• _Tarefas a realizar_:
• a. De acordo com o texto sobre o faturamento da Phibro no Brasil, que percentual desse faturamento corresponde atualmente aos produtos voltados para suinocultura e avicultura?
• b. Prossiga a redação do texto sobre o faturamento da Phibro no Brasil a partir da última frase apresentada.

• _Texto fornecido_:
Para o ano fiscal atual, que vai até junho de 2011, a Phibro prevê faturamento em suas operações no Brasil (mercado interno e exportações) no valor de US$ 100 milhões. "Deste total, US$ 29 milhões serão através de negócios no mercado brasileiro", disse Stefan Mihailov, diretor-geral da Phibro Brasil. "O setor de bovinos representa cerca de 15% atualmente, com um faturamento de US$ 4 milhões a US$ 4,5 milhões. Com o crescimento que estamos prevendo, chegaremos em 2013 com o segmento equilibrado com suínos e aves, representando 50% dos nossos negócios no País." Atualmente produtos voltados para suinocultura e avicultura respondem por 85% do faturamento da Phibro no Brasil.

• _Registros extraídos_:
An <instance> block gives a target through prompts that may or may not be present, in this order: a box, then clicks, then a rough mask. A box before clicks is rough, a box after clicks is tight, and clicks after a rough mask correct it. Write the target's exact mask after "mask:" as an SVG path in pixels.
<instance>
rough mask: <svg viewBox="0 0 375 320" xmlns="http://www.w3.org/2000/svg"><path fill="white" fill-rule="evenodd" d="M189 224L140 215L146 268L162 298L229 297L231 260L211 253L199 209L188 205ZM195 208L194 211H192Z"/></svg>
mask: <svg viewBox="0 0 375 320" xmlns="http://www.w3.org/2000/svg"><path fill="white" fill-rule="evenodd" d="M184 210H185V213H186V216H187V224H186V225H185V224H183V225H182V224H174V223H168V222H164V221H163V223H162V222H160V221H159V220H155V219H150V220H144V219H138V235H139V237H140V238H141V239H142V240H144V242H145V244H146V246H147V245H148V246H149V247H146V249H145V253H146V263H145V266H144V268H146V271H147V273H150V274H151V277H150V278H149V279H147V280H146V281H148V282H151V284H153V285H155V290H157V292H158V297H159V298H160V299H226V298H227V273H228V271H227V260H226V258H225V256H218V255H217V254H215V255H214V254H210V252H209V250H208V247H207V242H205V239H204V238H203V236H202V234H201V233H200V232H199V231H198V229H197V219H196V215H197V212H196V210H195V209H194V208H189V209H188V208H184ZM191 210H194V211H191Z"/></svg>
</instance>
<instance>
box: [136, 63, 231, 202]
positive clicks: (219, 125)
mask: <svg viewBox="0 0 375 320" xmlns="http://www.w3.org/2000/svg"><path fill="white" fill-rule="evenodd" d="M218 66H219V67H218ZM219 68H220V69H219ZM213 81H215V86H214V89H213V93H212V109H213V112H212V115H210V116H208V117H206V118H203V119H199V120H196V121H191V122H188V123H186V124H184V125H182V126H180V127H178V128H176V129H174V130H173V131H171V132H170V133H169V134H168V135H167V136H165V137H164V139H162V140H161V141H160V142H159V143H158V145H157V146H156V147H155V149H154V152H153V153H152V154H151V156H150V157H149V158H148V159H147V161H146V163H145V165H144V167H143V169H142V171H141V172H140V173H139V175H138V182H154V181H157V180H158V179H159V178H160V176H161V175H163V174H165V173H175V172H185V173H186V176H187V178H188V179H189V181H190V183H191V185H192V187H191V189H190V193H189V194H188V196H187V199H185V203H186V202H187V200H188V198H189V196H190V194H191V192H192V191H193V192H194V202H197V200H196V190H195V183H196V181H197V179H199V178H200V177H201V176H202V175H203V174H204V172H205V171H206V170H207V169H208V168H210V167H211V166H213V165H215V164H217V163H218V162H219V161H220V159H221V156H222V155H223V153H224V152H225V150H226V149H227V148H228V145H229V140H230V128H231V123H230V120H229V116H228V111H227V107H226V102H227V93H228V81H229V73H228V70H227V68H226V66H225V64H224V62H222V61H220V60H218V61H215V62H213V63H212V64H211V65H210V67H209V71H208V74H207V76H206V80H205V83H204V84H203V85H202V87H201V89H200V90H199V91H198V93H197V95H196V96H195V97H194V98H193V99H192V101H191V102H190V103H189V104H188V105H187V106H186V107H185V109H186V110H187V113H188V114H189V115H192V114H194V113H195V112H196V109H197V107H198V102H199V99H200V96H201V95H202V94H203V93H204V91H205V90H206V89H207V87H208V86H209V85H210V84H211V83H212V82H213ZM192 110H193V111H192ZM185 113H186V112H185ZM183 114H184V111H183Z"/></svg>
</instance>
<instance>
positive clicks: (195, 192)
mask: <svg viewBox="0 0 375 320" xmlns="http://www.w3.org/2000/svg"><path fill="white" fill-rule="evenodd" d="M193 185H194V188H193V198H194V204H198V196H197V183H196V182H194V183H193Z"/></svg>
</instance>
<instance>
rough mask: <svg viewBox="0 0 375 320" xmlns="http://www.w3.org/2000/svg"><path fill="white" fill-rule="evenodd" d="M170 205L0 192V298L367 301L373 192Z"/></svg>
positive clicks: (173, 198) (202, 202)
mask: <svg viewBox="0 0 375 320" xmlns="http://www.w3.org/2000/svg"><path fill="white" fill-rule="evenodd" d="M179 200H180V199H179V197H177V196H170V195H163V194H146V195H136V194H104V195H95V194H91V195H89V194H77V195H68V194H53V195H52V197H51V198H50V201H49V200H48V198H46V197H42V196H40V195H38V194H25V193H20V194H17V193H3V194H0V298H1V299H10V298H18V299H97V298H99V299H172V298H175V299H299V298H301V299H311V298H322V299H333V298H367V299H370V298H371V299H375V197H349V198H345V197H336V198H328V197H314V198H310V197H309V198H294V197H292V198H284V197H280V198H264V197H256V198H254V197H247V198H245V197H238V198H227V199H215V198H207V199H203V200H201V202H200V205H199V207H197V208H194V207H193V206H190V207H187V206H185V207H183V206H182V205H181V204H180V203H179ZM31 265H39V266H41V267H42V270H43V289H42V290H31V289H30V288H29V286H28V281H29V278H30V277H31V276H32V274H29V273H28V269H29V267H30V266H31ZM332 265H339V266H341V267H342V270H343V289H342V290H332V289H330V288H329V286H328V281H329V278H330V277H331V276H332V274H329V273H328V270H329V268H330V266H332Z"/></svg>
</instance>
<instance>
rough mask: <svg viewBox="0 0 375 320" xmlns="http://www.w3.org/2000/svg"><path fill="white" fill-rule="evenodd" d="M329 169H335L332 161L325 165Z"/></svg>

• _Resultados das tarefas_:
• a. 85% do faturamento da Phibro no Brasil.

• b.
Mihailov acredita ser possível ter um crescimento entre 7 e 8 vezes no setor de bovinos nos próximos anos devido ao crescimento tanto do mercado interno como da demanda mundial por proteínas animais. Por isso os investimentos tanto em ampliação na produção como em pesquisas e pessoal. "É um investimento importante na nossa estruturação no setor de bovinos, nossa aposta de crescimento nos próximos anos, com lançamento de conceitos novos de produtos para uso no pasto e que vai trazer a necessidade de estarmos mais estruturados, portanto vamos dobrar nossa equipe e estamos desenhando esse crescimento de 7 a 8 vezes do faturamento em 3 anos. Bovinos representam hoje 15% do faturamento da Phibro no Brasil e vai representar 50% daqui a 3 anos. Então vai equilibrar o faturamento com aves e suínos", garantiu.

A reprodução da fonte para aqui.